:: Items ::

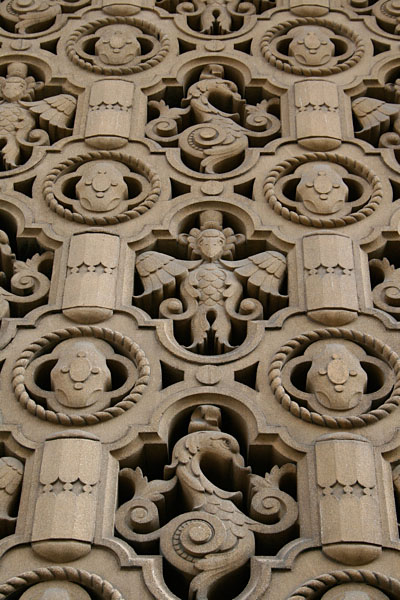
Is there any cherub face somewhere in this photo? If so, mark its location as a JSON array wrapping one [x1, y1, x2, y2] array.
[[1, 77, 27, 102], [95, 25, 140, 65], [197, 229, 226, 261]]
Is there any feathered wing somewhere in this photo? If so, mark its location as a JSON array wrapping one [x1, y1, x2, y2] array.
[[24, 94, 76, 138], [221, 250, 288, 313], [134, 251, 201, 310], [352, 98, 400, 144]]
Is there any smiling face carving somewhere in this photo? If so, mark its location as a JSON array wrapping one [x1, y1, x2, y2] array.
[[50, 340, 111, 408], [306, 342, 368, 410]]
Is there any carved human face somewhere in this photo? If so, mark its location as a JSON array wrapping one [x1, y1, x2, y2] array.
[[95, 25, 140, 65], [296, 163, 349, 215], [50, 340, 111, 408], [197, 229, 226, 262], [76, 161, 128, 212], [1, 77, 26, 102]]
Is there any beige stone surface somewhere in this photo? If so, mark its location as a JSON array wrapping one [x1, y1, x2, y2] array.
[[0, 0, 400, 600]]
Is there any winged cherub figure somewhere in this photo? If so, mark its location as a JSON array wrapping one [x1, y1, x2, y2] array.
[[134, 210, 287, 354], [0, 62, 76, 169]]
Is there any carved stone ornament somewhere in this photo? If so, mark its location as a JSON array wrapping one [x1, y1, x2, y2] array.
[[0, 0, 89, 39], [261, 17, 365, 76], [0, 566, 124, 600], [269, 328, 400, 428], [146, 64, 280, 173], [0, 230, 53, 318], [0, 0, 400, 600], [134, 211, 286, 354], [264, 152, 382, 228], [116, 406, 298, 598], [288, 569, 400, 600], [0, 62, 76, 170], [160, 0, 262, 36], [43, 151, 160, 225], [369, 258, 400, 319], [66, 17, 170, 75], [13, 327, 150, 426]]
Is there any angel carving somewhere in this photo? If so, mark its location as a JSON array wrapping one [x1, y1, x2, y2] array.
[[0, 62, 76, 169], [134, 210, 287, 354], [352, 97, 400, 148]]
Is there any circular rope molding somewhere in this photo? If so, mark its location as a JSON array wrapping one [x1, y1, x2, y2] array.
[[261, 17, 365, 77], [12, 326, 150, 427], [264, 152, 383, 228], [0, 567, 124, 600], [268, 327, 400, 429], [43, 151, 161, 225], [66, 17, 170, 75], [287, 569, 400, 600]]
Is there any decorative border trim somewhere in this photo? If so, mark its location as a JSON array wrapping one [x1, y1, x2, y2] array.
[[12, 326, 150, 427], [66, 17, 170, 75], [0, 567, 124, 600], [287, 569, 400, 600], [263, 152, 383, 228], [268, 327, 400, 429], [261, 17, 365, 77], [43, 151, 161, 225]]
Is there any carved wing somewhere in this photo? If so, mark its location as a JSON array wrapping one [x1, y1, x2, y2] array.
[[221, 250, 287, 312], [0, 456, 24, 535], [352, 98, 400, 144], [134, 251, 201, 308], [24, 94, 76, 137]]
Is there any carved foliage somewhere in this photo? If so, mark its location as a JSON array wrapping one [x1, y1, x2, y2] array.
[[13, 327, 150, 426], [146, 64, 280, 173], [0, 231, 53, 318], [116, 406, 298, 600], [0, 62, 76, 169]]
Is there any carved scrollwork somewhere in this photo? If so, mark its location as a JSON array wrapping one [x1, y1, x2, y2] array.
[[0, 230, 53, 318], [0, 0, 89, 38], [43, 151, 161, 225], [0, 456, 24, 537], [146, 63, 280, 174], [287, 569, 400, 600], [116, 406, 298, 600], [352, 96, 400, 151], [0, 62, 76, 170], [160, 0, 260, 36], [269, 328, 400, 429], [369, 258, 400, 319], [0, 566, 124, 600], [264, 152, 383, 228], [13, 326, 150, 426], [372, 0, 400, 35], [261, 17, 365, 76], [66, 16, 170, 75], [134, 211, 287, 354]]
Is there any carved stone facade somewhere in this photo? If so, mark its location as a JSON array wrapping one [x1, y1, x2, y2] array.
[[0, 0, 400, 600]]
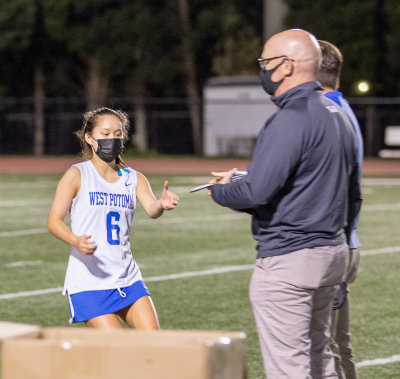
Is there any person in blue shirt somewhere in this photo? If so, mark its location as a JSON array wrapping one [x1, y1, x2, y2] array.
[[210, 29, 361, 379], [317, 41, 363, 379]]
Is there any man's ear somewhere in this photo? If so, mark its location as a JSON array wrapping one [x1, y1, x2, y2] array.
[[85, 133, 93, 145], [282, 59, 294, 76]]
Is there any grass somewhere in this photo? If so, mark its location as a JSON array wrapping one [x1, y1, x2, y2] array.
[[0, 175, 400, 379]]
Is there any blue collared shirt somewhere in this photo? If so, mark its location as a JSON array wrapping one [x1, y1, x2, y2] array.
[[324, 91, 364, 249]]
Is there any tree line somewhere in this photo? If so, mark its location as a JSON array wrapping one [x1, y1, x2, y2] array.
[[0, 0, 400, 154]]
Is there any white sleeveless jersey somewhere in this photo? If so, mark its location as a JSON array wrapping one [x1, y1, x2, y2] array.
[[63, 161, 142, 295]]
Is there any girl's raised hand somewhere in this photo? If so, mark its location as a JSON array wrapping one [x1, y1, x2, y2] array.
[[74, 235, 97, 255], [160, 180, 179, 211]]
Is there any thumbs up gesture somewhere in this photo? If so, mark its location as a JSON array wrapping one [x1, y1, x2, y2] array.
[[160, 180, 179, 211]]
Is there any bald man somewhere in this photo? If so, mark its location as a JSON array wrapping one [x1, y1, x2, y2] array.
[[211, 29, 361, 379]]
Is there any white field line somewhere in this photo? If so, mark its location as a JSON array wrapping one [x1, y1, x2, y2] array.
[[0, 197, 400, 238], [0, 213, 248, 238], [0, 246, 400, 300], [4, 261, 43, 268], [361, 203, 400, 213], [0, 228, 48, 238], [356, 355, 400, 368], [361, 178, 400, 186], [0, 199, 51, 208], [0, 265, 254, 300]]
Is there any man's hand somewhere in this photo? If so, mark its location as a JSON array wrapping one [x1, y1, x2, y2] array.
[[74, 235, 97, 255]]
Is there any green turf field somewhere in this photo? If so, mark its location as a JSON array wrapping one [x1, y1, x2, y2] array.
[[0, 175, 400, 379]]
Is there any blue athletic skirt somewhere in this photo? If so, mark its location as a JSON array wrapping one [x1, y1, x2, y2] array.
[[68, 280, 150, 323]]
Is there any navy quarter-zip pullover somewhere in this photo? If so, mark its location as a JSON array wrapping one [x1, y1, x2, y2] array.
[[212, 82, 361, 258]]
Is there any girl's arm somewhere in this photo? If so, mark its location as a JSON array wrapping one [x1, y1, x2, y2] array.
[[136, 172, 179, 218], [47, 167, 97, 254]]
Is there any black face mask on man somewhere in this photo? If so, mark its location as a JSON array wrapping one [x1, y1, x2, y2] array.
[[93, 138, 124, 163], [260, 59, 285, 96]]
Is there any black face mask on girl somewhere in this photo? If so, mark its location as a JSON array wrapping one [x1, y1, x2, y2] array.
[[260, 60, 285, 96], [93, 138, 124, 163]]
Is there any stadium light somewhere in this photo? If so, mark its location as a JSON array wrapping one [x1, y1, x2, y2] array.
[[356, 80, 371, 94]]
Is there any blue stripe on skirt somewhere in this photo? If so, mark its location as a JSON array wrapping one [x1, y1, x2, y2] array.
[[69, 280, 150, 322]]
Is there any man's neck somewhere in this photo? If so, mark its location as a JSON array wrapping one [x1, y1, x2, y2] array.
[[322, 87, 337, 94]]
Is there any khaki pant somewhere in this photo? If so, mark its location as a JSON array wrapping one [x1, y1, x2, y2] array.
[[331, 249, 360, 379], [250, 244, 348, 379]]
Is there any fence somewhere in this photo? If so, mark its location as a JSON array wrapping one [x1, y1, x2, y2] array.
[[0, 98, 400, 156]]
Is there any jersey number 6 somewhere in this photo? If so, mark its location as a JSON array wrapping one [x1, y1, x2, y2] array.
[[107, 212, 120, 245]]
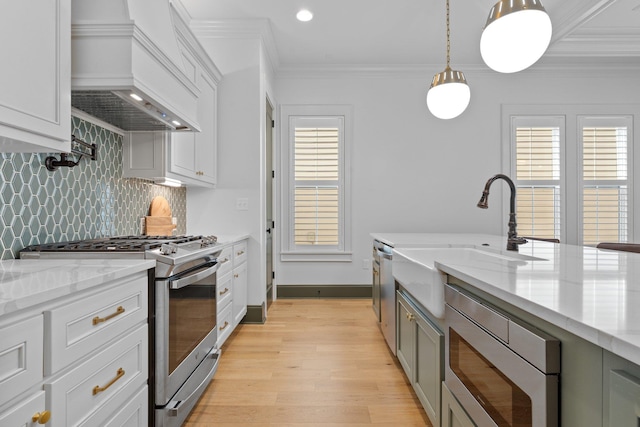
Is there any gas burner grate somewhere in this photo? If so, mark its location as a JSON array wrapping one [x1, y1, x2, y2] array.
[[23, 235, 203, 252]]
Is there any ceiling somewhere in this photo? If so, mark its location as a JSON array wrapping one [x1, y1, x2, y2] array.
[[181, 0, 640, 69]]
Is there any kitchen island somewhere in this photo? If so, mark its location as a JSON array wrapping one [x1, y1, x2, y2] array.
[[377, 234, 640, 426]]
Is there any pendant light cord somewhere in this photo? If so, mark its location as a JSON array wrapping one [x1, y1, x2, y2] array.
[[447, 0, 451, 70]]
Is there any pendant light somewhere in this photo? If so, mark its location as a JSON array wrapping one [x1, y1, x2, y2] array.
[[427, 0, 471, 119], [480, 0, 551, 73]]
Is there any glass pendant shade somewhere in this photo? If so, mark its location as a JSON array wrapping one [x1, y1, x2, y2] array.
[[480, 0, 552, 73], [427, 67, 471, 120]]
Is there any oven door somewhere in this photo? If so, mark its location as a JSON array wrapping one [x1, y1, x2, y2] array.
[[445, 304, 559, 427], [155, 260, 219, 406]]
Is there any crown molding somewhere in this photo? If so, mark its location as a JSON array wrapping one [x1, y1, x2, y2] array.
[[189, 19, 280, 70], [276, 59, 640, 80], [545, 28, 640, 57], [548, 0, 616, 44]]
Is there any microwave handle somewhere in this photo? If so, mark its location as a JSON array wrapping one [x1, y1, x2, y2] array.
[[376, 249, 393, 260], [169, 263, 218, 289], [167, 347, 221, 417]]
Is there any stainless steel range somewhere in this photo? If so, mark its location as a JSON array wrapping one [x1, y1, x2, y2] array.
[[20, 236, 222, 427]]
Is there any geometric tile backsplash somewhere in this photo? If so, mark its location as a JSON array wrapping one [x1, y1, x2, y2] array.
[[0, 117, 187, 259]]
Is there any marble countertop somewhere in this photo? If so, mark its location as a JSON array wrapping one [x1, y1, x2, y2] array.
[[371, 233, 640, 365], [0, 259, 156, 316]]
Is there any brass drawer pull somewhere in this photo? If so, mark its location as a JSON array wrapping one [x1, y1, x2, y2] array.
[[31, 411, 51, 424], [93, 306, 125, 326], [93, 368, 124, 396]]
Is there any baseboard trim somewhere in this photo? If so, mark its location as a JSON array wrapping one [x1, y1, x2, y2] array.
[[241, 304, 267, 324], [277, 285, 371, 298]]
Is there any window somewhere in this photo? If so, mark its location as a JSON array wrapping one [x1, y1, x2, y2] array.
[[515, 119, 562, 239], [293, 123, 341, 246], [281, 106, 351, 261], [509, 110, 633, 245], [580, 118, 629, 245]]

:::

**Work required**
Reproduce the items verbatim, starting at the line containing "Is there any pendant light cord" and ending at the line containing "[[427, 0, 471, 119], [480, 0, 551, 73]]", with both of those lines included.

**Exercise answer**
Is there any pendant light cord somewhere in this photo? If so, mark its location as a JSON array wrapping one [x1, y1, x2, y2] array.
[[447, 0, 451, 70]]
Is there any pendant light somewhere in this photo? If so, mark its location as a JSON array wrapping one [x1, y1, x2, y2] array.
[[427, 0, 471, 119], [480, 0, 551, 73]]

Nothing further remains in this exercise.